(TEXT SECTION)

SOCIAL
DCE urges assembly members to safeguard security
Mr Clement Benin, Lambussie/Karni District Chief Executive, on Wednesday urged assembly members to place premium on the nurturing and safeguarding of the security of their people.
Date Created : 8/12/2010 12:00:00 AM : Story Author :
They should also extend such coverage to include economic empowerment programmes, which were traditionally perceived as having no bearing on security.
"What is required of us as members of the Assembly is to make sure that any policy that we pass is people-centred, aimed at eliminating conflict and fostering unity and teamwork".
Mr Benin was addressing members at the assembly's second ordinary meeting of the third session at Lambussie on Friday.
He reminded the members that security formed the base on which every human endeavour rests and that its effectiveness or otherwise had a direct relationship with the development of the District.

(EXTRACTED DATA)

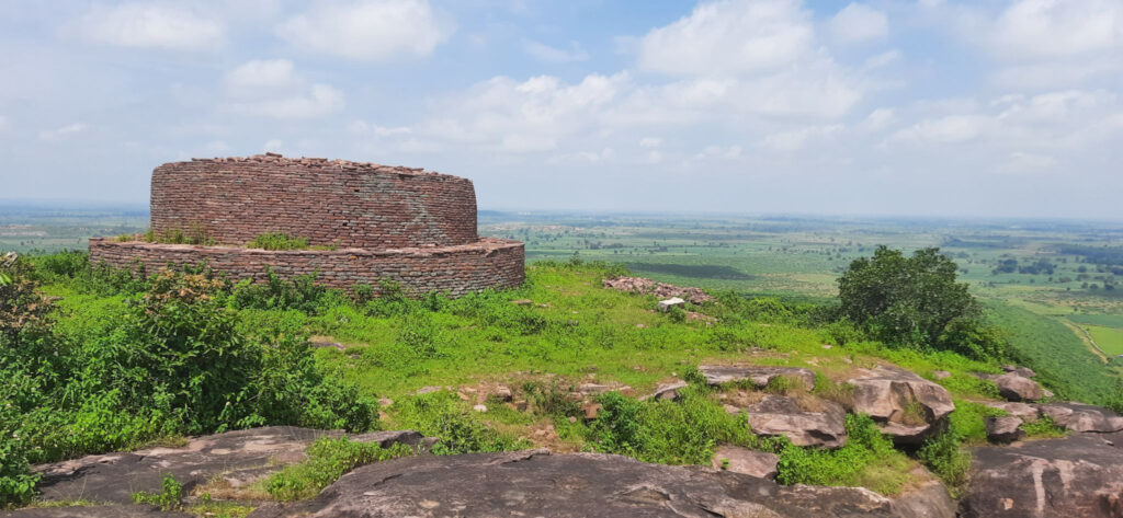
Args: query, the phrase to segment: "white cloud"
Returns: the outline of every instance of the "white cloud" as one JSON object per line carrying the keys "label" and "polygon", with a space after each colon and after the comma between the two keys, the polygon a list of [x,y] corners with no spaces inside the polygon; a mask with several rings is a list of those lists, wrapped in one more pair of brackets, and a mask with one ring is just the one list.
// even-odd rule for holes
{"label": "white cloud", "polygon": [[992,121],[982,115],[948,115],[925,119],[897,131],[891,140],[920,144],[957,144],[978,138]]}
{"label": "white cloud", "polygon": [[649,31],[639,43],[639,66],[728,76],[784,67],[813,44],[811,13],[797,0],[722,0]]}
{"label": "white cloud", "polygon": [[555,48],[538,41],[523,41],[522,49],[530,56],[544,62],[570,63],[588,61],[588,53],[577,41],[569,45],[569,49]]}
{"label": "white cloud", "polygon": [[576,84],[553,76],[494,77],[442,101],[439,115],[414,132],[512,154],[553,150],[562,139],[597,128],[601,113],[631,87],[627,73],[592,74]]}
{"label": "white cloud", "polygon": [[741,151],[743,149],[740,145],[732,146],[714,146],[710,145],[702,149],[701,152],[694,156],[694,158],[700,160],[711,159],[711,158],[723,158],[727,160],[734,160],[741,157]]}
{"label": "white cloud", "polygon": [[830,33],[841,44],[882,39],[889,34],[889,20],[884,12],[865,3],[850,3],[831,18]]}
{"label": "white cloud", "polygon": [[261,90],[290,89],[303,80],[289,59],[254,59],[228,72],[223,83],[228,91],[254,94]]}
{"label": "white cloud", "polygon": [[764,139],[764,145],[777,151],[792,152],[803,149],[807,144],[825,140],[842,131],[842,124],[812,126],[772,133]]}
{"label": "white cloud", "polygon": [[69,139],[75,135],[83,133],[90,129],[89,126],[82,122],[72,122],[62,128],[56,128],[53,130],[39,131],[39,139],[46,141],[60,141]]}
{"label": "white cloud", "polygon": [[83,39],[136,48],[200,50],[221,46],[226,27],[179,3],[130,2],[94,6],[64,33]]}
{"label": "white cloud", "polygon": [[301,50],[358,61],[428,56],[454,30],[427,0],[320,1],[276,28]]}
{"label": "white cloud", "polygon": [[1019,0],[998,16],[990,44],[996,52],[1015,59],[1120,50],[1123,2]]}
{"label": "white cloud", "polygon": [[344,93],[310,83],[287,59],[246,62],[228,72],[228,108],[237,113],[274,119],[310,119],[343,110]]}

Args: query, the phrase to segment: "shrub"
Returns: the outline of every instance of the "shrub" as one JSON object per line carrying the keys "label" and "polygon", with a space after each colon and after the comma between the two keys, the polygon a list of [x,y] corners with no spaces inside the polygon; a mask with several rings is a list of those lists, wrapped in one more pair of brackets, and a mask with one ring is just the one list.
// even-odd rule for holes
{"label": "shrub", "polygon": [[271,474],[265,480],[265,491],[284,501],[312,498],[355,468],[405,456],[413,450],[404,444],[384,448],[378,443],[321,437],[305,453],[308,459],[303,462]]}
{"label": "shrub", "polygon": [[441,390],[394,401],[396,418],[405,427],[438,437],[432,447],[438,455],[503,452],[524,447],[524,441],[500,434],[464,408],[453,394]]}
{"label": "shrub", "polygon": [[248,248],[262,248],[265,250],[307,250],[308,238],[289,235],[283,232],[266,232],[257,234],[247,244]]}
{"label": "shrub", "polygon": [[960,443],[958,434],[946,432],[926,441],[916,452],[916,457],[943,481],[953,498],[967,485],[967,471],[971,468],[971,454]]}
{"label": "shrub", "polygon": [[704,391],[683,389],[678,401],[639,401],[608,392],[586,433],[596,451],[663,464],[709,464],[718,444],[773,448],[749,431],[745,415],[729,415]]}
{"label": "shrub", "polygon": [[1038,420],[1022,423],[1022,431],[1028,437],[1057,438],[1068,435],[1068,431],[1058,425],[1051,416],[1041,416]]}
{"label": "shrub", "polygon": [[783,484],[860,485],[883,494],[896,494],[909,480],[911,462],[893,450],[869,416],[846,416],[847,443],[838,450],[787,444],[779,453]]}
{"label": "shrub", "polygon": [[158,507],[163,511],[177,511],[183,508],[183,484],[175,481],[171,473],[164,475],[161,483],[163,488],[158,493],[145,491],[133,493],[133,501],[136,503],[149,503]]}
{"label": "shrub", "polygon": [[11,404],[0,406],[0,509],[30,501],[39,480],[28,468],[28,444],[18,424],[19,414]]}
{"label": "shrub", "polygon": [[234,287],[234,306],[255,309],[298,309],[318,314],[346,298],[339,292],[316,284],[316,277],[317,274],[309,274],[284,280],[266,266],[265,283],[245,279]]}

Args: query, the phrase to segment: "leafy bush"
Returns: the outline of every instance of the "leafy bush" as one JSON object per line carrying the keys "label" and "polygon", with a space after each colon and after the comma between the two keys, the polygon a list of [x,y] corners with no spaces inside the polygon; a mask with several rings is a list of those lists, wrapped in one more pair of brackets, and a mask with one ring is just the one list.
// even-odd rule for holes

(EXERCISE DESCRIPTION) Output the entire news article above on the district chief executive's call for assembly members to safeguard security, reproducing every line word for word.

(TASK SOLUTION)
SOCIAL
DCE urges assembly members to safeguard security
Mr Clement Benin, Lambussie/Karni District Chief Executive, on Wednesday urged assembly members to place premium on the nurturing and safeguarding of the security of their people.
Date Created : 8/12/2010 12:00:00 AM : Story Author :
They should also extend such coverage to include economic empowerment programmes, which were traditionally perceived as having no bearing on security.
"What is required of us as members of the Assembly is to make sure that any policy that we pass is people-centred, aimed at eliminating conflict and fostering unity and teamwork".
Mr Benin was addressing members at the assembly's second ordinary meeting of the third session at Lambussie on Friday.
He reminded the members that security formed the base on which every human endeavour rests and that its effectiveness or otherwise had a direct relationship with the development of the District.